- [Document excerpt]
—————

You've been working overtime to contribute to the relationship--and I suppose this made him feel "tied down" because a life partnership is a big commitment that requires effort and energy from both partners in order to survive the strains of life.

It's his turn to step up and put in the effort. But don't wait around and see if he is going to do it. You need to live your life as if he isn't coming back. You need to prepare for the future, whatever it may bring. He can have your emotional support, and the security of marriage, when he's dedicated to you and not a minute before.

You are right that he's in a fantasy, and he needs to ride it out to the fullest to see what a loser of a fantasy it is. As others have suggested, don't engage him or communicate with him as long as he's still spending time with her. He's under this delusion that he can have you both, just because, I guess, he's bored with his marriage. The arrogance of that attitude is breathtaking. Are you sure you want him back?


----------



## SadandAngry (Aug 24, 2012)

—————

- [Records]
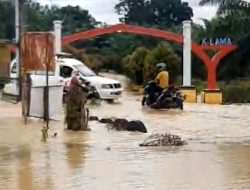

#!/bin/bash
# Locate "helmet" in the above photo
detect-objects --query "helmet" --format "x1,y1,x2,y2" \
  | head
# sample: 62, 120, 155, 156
156, 63, 166, 70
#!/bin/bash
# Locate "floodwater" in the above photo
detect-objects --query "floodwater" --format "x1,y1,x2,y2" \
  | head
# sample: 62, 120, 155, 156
0, 75, 250, 190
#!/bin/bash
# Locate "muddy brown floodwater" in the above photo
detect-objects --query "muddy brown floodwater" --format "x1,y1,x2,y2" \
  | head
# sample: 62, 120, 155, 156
0, 75, 250, 190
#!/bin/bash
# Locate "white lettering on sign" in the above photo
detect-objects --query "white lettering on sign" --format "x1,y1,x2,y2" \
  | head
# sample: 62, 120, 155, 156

—————

- [Problem set]
[1] Decide whether each statement below agrees with the relationship advice post above. Answer yes or no for each, and quote the deciding words of the post.
(a) The post advises waiting to see whether he will put in the effort.
(b) The post says he can have emotional support once he is dedicated.
(c) The post recommends communicating with him while he is still spending time with her.
[2] Carry on the relationship advice post above from the point where it stops.

- [Answers in order]
[1]
(a) No: "But don't wait around and see if he is going to do it."
(b) Yes: "He can have your emotional support, and the security of marriage, when he's dedicated to you and not a minute before."
(c) No: "don't engage him or communicate with him as long as he's still spending time with her."

[2]
Every minute you let him perpetrate this bull**** ,in this way, will come back to haunt you later. It will undermine your ability to commit to the marriage again, your ability to forgive, your ability to deal with the anger that will come.


----------



## SadandAngry (Aug 24, 2012)

I don't mean to insinuate that you can control him in anyway, you can't, I gather you realise that, and that's great. But you can control you, what you will accept and tolerate, and there is no way you should be tolerating his behaviour. It is not good for anyone involved, least of all you.


----------



## Tony55 (Jun 8, 2012)

You may not see this now, but soon, when you're free from the child you're married to, and begin a relationship with a *MAN*, you'll wonder why you've waited this long.

T


----------



## TCSRedhead (Oct 17, 2012)

I can't believe the cajones he has - going to HER house and texting you like this is acceptable behavior. Is he out of his mind?

As for doing too much, stop doing anything for him. Don't do his laundry, pick up any of his stuff. I wouldn't cook for him other than what you're already doing for you and the kids.

How are the kids not picking up on all this tension? Mine were always like little emotional barometers.


----------



## ridel1171 (Oct 21, 2012)

iheartlife said:


> I am quoting this for at least the second time today--originally posted by daggeredheart in her own thread, about her husband saying 'it just happened' (i.e., not owning up to the fact that having an affair is a choice).
> 
> The quote is from Dr. Shirley Glass, a nationally-recognized infidelity researcher.
> 
> ...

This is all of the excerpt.